§ Requirement
Beneath this task are records; print exactly the stretch of them from the line with "Your annotation target is red voltmeter" through the line with "Your annotation target is oil", both ends included.

§ Text-to-region grounding data
___

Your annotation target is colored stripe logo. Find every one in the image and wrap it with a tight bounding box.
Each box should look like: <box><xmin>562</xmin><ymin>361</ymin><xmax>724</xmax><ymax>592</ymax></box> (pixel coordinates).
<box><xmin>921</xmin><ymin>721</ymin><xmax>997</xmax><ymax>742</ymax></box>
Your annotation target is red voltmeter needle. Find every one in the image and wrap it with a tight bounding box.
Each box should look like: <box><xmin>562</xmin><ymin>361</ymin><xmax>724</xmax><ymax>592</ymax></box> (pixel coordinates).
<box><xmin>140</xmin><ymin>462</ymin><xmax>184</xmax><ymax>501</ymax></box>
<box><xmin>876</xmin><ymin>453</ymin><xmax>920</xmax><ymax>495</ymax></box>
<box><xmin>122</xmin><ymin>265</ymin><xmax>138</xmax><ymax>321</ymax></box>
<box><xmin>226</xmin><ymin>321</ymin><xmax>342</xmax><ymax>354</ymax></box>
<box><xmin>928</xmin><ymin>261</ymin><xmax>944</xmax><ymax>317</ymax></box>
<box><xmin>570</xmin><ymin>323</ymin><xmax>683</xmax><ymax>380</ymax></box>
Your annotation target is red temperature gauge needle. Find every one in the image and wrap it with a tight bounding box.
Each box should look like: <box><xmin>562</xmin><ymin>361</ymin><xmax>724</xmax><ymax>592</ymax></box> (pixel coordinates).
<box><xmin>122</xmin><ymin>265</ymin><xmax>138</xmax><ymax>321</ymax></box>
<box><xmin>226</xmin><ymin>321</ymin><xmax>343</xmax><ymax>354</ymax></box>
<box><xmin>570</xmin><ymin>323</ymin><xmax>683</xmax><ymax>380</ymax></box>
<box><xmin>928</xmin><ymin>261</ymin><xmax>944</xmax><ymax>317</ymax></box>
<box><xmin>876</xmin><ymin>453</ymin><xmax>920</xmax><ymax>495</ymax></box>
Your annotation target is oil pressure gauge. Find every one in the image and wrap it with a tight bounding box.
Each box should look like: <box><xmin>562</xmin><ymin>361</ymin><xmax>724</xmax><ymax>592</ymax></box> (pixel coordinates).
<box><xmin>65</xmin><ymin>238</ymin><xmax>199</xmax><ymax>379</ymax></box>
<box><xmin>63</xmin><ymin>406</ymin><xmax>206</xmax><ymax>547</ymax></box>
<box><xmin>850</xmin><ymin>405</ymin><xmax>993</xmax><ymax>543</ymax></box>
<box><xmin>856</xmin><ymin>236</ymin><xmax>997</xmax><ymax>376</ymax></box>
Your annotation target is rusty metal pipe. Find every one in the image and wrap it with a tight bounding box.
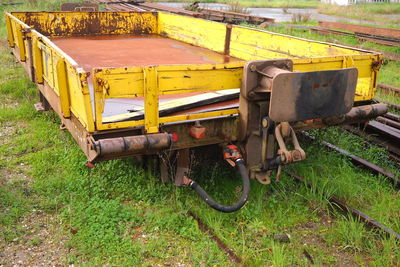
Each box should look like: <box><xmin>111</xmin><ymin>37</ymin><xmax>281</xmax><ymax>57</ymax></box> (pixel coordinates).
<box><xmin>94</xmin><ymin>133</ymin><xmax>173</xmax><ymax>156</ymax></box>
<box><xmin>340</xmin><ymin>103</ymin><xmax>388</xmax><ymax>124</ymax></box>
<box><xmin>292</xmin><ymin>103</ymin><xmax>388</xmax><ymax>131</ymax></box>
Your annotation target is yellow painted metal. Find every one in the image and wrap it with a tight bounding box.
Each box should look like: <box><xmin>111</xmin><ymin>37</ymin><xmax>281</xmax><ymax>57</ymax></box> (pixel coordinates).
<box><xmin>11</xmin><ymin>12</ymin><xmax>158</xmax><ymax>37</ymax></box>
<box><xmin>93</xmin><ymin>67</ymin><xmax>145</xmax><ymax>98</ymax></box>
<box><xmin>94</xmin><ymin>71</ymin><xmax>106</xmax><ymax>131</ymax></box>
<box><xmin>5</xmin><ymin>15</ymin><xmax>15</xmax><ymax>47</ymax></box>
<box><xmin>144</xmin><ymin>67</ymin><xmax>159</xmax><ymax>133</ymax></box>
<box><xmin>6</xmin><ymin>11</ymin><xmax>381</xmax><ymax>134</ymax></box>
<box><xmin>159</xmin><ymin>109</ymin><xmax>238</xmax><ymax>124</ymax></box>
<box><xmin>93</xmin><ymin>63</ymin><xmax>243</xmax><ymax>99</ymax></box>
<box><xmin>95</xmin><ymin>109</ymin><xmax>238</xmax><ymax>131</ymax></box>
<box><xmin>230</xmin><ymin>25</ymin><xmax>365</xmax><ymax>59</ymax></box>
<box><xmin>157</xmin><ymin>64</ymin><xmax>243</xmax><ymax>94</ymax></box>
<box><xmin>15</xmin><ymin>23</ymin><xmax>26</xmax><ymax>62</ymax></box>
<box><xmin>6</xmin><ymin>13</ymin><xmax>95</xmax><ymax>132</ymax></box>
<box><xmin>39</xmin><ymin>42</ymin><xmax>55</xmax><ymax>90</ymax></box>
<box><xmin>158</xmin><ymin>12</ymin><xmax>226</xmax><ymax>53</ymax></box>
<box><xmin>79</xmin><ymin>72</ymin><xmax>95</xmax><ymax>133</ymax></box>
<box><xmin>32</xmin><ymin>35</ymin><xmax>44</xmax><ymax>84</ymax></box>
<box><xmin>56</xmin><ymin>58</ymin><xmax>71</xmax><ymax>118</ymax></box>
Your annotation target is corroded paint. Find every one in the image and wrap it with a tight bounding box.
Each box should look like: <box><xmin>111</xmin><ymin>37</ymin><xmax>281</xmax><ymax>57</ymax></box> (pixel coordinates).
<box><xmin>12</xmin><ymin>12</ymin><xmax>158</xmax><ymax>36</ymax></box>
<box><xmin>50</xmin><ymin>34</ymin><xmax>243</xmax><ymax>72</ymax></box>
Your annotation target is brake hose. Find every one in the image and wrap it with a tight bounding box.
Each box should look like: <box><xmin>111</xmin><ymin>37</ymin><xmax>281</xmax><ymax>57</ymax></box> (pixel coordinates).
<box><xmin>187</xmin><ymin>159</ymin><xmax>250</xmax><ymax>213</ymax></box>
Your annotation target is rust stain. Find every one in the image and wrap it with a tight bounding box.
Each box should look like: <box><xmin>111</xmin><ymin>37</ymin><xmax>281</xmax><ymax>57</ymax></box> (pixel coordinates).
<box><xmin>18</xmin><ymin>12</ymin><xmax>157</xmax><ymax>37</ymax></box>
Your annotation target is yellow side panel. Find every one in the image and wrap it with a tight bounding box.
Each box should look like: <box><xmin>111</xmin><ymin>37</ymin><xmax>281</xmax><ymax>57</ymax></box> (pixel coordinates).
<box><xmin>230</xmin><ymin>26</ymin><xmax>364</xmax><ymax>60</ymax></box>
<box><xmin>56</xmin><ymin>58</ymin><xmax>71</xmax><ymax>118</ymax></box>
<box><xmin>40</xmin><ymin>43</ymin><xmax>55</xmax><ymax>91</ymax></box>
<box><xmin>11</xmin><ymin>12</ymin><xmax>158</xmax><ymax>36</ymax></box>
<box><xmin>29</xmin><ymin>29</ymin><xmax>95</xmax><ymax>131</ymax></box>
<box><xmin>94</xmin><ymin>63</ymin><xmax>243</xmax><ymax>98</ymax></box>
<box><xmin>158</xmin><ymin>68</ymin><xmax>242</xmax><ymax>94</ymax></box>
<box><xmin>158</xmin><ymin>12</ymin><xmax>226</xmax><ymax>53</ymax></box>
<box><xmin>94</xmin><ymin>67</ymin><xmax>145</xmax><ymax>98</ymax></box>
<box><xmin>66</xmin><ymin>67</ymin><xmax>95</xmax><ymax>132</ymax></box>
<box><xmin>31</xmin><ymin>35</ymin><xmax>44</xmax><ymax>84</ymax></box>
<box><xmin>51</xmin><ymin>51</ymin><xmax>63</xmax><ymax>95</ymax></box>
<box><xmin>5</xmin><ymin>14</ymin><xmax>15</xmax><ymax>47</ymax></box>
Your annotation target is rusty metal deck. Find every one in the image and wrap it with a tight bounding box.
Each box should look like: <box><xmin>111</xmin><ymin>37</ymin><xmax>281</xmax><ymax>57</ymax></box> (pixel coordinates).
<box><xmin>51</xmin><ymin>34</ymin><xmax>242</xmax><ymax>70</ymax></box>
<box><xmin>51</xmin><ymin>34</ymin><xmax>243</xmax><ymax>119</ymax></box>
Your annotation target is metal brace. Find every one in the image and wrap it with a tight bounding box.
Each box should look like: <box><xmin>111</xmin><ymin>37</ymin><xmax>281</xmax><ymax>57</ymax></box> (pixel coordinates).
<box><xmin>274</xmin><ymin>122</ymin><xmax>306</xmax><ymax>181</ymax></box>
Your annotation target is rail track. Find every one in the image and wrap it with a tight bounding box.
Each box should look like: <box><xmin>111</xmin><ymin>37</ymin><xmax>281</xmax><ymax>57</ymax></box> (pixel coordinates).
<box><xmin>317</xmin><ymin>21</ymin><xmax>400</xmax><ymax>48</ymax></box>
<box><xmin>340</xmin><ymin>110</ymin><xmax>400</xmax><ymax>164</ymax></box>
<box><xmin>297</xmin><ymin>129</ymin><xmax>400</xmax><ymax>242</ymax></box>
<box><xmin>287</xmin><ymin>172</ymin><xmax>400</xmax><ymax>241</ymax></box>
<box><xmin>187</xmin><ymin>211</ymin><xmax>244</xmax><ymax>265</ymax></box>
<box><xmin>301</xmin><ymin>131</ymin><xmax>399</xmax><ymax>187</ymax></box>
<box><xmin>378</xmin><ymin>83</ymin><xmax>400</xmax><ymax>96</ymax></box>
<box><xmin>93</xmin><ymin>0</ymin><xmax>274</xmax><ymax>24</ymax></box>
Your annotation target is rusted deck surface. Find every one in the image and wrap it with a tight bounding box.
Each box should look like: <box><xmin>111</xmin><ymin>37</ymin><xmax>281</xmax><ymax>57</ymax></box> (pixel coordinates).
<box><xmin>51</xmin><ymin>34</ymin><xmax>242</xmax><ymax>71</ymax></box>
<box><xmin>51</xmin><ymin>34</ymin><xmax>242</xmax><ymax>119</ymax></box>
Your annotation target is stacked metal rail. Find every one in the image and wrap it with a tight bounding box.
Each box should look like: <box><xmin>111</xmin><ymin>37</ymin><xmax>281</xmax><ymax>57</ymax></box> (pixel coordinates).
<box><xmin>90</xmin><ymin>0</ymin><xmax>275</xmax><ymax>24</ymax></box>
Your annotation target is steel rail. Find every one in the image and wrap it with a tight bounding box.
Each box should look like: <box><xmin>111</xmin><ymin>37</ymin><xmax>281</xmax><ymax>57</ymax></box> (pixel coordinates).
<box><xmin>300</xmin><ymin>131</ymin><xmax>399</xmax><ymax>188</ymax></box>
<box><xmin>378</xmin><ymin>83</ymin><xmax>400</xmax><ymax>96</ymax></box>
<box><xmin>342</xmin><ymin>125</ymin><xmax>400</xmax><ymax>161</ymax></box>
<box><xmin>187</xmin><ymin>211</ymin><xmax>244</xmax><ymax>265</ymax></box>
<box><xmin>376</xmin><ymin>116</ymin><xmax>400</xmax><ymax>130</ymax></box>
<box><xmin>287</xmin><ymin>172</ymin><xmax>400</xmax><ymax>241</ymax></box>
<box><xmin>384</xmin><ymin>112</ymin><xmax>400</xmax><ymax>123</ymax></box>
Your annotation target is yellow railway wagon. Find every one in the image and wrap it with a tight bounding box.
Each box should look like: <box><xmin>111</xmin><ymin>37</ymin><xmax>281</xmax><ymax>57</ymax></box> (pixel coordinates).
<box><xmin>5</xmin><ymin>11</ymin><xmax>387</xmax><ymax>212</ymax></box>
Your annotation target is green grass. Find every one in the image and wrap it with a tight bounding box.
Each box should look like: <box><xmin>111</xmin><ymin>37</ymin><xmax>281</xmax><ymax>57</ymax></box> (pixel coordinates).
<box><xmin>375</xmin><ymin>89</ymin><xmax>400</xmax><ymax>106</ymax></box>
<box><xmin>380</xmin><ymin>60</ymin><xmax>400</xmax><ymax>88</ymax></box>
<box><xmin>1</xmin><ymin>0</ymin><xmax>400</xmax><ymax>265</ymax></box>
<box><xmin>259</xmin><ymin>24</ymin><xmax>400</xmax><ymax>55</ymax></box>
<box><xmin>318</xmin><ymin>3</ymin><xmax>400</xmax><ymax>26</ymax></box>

___

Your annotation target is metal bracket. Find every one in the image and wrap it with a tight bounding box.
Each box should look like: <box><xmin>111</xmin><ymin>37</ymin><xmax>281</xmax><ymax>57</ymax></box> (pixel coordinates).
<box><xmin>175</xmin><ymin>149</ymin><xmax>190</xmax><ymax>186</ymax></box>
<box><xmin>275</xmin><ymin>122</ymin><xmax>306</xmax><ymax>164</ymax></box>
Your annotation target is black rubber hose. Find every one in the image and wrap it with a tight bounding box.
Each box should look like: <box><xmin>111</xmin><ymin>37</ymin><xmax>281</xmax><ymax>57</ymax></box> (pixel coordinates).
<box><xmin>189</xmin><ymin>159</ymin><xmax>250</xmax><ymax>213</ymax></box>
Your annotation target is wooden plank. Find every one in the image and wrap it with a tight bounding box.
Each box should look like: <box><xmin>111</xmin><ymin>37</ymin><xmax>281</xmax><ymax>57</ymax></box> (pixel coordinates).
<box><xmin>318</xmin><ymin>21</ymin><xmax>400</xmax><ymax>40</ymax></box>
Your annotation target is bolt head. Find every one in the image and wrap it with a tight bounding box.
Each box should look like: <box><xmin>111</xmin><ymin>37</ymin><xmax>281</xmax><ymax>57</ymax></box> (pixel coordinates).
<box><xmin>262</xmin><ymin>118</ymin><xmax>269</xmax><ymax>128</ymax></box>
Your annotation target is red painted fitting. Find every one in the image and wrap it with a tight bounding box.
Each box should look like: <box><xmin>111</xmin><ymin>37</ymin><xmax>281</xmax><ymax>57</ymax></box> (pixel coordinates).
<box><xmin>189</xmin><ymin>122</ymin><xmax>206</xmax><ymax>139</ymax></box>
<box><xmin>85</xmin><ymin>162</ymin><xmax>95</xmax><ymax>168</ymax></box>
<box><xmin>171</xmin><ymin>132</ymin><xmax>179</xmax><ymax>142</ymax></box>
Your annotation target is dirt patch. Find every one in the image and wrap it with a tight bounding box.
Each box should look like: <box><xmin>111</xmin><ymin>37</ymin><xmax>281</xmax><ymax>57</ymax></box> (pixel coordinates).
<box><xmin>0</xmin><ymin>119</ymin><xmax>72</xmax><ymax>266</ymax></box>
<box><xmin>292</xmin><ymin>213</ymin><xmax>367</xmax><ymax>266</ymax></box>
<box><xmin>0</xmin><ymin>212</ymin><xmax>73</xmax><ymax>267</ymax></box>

___

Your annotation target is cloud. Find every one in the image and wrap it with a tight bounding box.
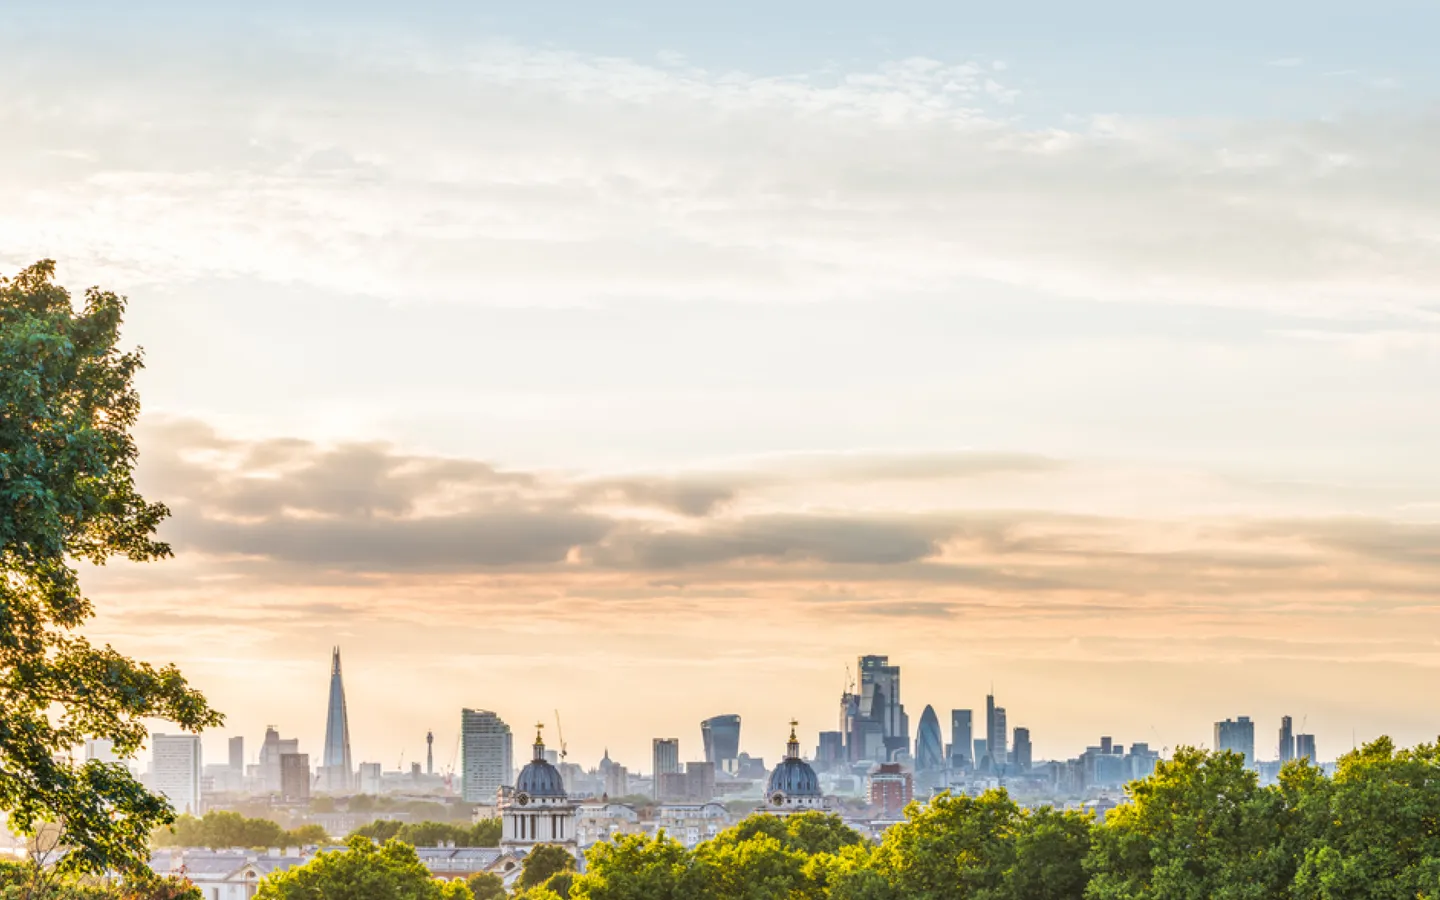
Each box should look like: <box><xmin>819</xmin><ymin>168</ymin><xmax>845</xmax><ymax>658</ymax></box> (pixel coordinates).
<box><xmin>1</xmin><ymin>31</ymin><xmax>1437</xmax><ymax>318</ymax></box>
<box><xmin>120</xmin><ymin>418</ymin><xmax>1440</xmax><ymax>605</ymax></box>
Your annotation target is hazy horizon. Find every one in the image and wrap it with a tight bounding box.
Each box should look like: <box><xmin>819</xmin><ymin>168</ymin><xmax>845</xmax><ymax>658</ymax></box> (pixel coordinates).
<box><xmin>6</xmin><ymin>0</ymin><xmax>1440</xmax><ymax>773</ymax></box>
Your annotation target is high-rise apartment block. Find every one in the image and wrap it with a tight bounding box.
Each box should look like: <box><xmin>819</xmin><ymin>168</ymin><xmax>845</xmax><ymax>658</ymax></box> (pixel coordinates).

___

§ Exercise output
Your annotation target is red voltmeter needle. Find every one in the image and wrap it with a tight bounding box.
Each box should look like: <box><xmin>562</xmin><ymin>361</ymin><xmax>724</xmax><ymax>592</ymax></box> (pixel coordinates).
<box><xmin>140</xmin><ymin>462</ymin><xmax>184</xmax><ymax>501</ymax></box>
<box><xmin>876</xmin><ymin>453</ymin><xmax>920</xmax><ymax>495</ymax></box>
<box><xmin>122</xmin><ymin>265</ymin><xmax>138</xmax><ymax>321</ymax></box>
<box><xmin>226</xmin><ymin>321</ymin><xmax>342</xmax><ymax>354</ymax></box>
<box><xmin>928</xmin><ymin>261</ymin><xmax>944</xmax><ymax>317</ymax></box>
<box><xmin>570</xmin><ymin>323</ymin><xmax>683</xmax><ymax>380</ymax></box>
Your annotation target is red temperature gauge needle. Find every one in the image and wrap it with a tight bounding box.
Each box should look like: <box><xmin>562</xmin><ymin>361</ymin><xmax>724</xmax><ymax>592</ymax></box> (pixel coordinates).
<box><xmin>122</xmin><ymin>265</ymin><xmax>138</xmax><ymax>321</ymax></box>
<box><xmin>226</xmin><ymin>321</ymin><xmax>343</xmax><ymax>354</ymax></box>
<box><xmin>570</xmin><ymin>323</ymin><xmax>683</xmax><ymax>380</ymax></box>
<box><xmin>928</xmin><ymin>261</ymin><xmax>944</xmax><ymax>317</ymax></box>
<box><xmin>876</xmin><ymin>453</ymin><xmax>920</xmax><ymax>495</ymax></box>
Your annotation target is oil pressure gauge. Find every one in the image and wrap it with a tight bounding box.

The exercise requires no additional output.